DATA ENTRIES -
— start —

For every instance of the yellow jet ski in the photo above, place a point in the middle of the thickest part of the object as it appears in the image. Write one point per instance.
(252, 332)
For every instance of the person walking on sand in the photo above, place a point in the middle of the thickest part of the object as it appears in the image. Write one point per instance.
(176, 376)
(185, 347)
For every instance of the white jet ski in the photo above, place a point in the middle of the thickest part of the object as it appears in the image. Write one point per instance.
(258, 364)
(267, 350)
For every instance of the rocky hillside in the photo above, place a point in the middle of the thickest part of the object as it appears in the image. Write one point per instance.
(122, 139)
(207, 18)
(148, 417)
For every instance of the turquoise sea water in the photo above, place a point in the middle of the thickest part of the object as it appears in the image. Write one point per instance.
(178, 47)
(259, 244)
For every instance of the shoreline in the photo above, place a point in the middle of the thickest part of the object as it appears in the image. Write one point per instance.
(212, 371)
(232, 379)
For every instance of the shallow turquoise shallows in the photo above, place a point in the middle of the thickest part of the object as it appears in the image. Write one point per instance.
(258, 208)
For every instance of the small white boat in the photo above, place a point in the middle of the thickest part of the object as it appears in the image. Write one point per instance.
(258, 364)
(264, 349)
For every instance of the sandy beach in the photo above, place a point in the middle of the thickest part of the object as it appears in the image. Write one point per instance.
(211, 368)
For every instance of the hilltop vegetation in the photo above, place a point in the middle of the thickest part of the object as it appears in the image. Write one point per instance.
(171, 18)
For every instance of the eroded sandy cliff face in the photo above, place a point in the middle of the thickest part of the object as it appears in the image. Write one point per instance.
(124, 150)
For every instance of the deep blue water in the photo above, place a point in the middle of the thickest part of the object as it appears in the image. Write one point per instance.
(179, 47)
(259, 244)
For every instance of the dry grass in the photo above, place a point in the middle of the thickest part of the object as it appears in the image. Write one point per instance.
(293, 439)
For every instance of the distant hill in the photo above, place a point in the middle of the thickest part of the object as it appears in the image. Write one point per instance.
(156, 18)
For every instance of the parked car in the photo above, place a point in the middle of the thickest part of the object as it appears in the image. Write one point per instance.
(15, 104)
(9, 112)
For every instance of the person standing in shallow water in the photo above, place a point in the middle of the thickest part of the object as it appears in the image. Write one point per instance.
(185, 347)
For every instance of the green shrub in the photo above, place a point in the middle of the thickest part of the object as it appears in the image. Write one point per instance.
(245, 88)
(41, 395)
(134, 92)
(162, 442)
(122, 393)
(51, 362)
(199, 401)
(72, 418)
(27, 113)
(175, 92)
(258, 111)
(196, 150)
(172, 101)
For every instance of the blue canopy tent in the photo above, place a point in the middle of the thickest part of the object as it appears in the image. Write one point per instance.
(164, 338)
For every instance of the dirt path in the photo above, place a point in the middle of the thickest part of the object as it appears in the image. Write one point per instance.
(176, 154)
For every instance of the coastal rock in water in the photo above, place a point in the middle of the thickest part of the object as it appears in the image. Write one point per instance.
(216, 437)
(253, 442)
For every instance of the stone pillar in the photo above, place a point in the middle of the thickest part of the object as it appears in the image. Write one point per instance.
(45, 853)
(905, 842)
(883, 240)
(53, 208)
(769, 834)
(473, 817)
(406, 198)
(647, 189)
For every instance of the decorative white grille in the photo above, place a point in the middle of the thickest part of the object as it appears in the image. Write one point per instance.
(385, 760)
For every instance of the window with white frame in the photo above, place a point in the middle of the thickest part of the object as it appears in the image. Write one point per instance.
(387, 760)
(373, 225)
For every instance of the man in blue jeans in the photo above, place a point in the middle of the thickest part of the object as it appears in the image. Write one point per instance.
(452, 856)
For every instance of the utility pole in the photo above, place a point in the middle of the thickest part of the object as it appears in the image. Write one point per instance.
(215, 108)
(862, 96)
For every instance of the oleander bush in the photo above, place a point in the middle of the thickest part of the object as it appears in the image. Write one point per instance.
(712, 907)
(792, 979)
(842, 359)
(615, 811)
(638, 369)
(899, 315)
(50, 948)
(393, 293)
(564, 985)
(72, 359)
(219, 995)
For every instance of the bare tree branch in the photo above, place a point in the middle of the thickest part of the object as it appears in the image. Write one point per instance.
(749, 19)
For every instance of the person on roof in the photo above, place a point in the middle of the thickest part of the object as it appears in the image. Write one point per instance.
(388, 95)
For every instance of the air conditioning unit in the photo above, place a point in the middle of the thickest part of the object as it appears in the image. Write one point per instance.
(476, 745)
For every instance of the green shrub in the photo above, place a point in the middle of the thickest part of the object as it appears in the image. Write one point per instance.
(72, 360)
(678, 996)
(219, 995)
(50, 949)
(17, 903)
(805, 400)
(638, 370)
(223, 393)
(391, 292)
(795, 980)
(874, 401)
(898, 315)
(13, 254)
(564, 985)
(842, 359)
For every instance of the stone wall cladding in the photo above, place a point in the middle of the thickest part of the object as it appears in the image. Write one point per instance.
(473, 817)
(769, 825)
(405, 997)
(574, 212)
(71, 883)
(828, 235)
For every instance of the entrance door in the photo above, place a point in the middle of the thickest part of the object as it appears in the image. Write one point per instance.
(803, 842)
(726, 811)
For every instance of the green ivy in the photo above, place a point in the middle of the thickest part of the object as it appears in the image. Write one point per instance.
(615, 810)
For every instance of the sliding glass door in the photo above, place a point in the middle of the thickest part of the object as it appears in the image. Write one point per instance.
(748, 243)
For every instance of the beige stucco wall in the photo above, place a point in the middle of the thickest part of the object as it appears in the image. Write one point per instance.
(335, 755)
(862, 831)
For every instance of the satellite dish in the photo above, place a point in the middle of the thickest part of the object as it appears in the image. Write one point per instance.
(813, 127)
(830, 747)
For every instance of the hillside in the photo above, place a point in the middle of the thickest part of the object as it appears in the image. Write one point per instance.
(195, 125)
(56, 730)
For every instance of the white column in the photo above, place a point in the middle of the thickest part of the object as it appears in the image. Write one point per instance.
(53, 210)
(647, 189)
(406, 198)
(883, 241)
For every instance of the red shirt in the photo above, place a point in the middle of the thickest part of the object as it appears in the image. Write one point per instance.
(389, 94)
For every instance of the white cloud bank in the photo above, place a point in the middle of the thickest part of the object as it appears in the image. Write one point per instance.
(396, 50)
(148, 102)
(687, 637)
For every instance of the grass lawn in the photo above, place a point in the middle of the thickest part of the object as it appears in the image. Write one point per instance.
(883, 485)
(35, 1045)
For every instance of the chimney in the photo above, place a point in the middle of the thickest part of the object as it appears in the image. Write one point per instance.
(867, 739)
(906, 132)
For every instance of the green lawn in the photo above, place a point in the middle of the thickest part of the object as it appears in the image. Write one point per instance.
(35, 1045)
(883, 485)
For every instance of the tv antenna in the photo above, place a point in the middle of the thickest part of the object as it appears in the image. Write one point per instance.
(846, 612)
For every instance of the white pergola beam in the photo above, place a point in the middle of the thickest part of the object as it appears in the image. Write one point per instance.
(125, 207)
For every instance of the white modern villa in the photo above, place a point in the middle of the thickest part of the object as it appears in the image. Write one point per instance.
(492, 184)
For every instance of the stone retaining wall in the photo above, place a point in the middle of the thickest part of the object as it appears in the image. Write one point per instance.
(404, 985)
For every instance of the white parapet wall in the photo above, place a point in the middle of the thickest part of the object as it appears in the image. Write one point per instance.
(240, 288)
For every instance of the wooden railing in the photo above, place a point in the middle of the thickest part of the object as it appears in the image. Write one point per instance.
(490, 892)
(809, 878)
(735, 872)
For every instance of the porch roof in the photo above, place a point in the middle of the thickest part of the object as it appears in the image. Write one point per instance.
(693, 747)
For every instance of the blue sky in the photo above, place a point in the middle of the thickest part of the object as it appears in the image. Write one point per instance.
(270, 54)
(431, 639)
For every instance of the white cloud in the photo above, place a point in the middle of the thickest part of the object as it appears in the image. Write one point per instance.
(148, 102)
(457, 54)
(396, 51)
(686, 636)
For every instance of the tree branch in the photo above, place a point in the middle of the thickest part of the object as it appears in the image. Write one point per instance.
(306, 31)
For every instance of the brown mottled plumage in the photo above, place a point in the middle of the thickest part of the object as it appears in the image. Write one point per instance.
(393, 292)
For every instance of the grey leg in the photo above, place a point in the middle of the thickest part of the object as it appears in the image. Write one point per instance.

— end —

WORK REQUIRED - Starting with the line that contains "For every instance of the white pergola", return each line through the last one of the data above, exactly as written and nothing more.

RESPONSE TO THIS TASK -
For every instance of the white pergola beam in the photo above, place a point in the middle of the thickest part of the object as it appears in the image. Write one point per instance.
(125, 207)
For every instance of the white modern villa in the photo above, place a point in the middle of the thickest part of the object as it appears in the image. Write one point per instance.
(492, 184)
For every instance of the stone retaining wall in the photo above, place a point in the middle of the thickest part of the object as it appears in the image. Write one point per instance.
(404, 985)
For every instance of the white parapet wall in the photo above, place a point in the middle of the thickest part of the object as it appears in the image. Write one point per instance.
(240, 288)
For every instance of the wooden railing in the photo above, place a point in the middle of the thickest part of the object as it appears in the image. Write one point per instance.
(490, 892)
(809, 878)
(735, 872)
For every instance of the porch roof in the photo above, place a point in the middle of the thickest part of the object as it appears in the image. Write one point per instance.
(693, 747)
For every instance of the blue sky in the photo above, place a point in the middle of the thickest part of the object as it appears in the image. Write one point per instance.
(270, 54)
(431, 639)
For every instance of the white cloud in the photo above, place a point in the middle of the thickest part of the object as it appears in the image. Write one point per instance.
(148, 102)
(457, 54)
(396, 51)
(686, 636)
For every instance of the tree branch in the photo above, place a point in the middle of the thickest part of the object as it appears in the image. Write one point per instance.
(306, 31)
For every instance of the brown mottled plumage in the photo above, place a point in the middle of the thickest part of the object as it appears in the image. Write one point per instance.
(393, 292)
For every instance of the grey leg in the photo above, place a point in the middle of the thickest part of the object as it appears in the image. Write one point per instance.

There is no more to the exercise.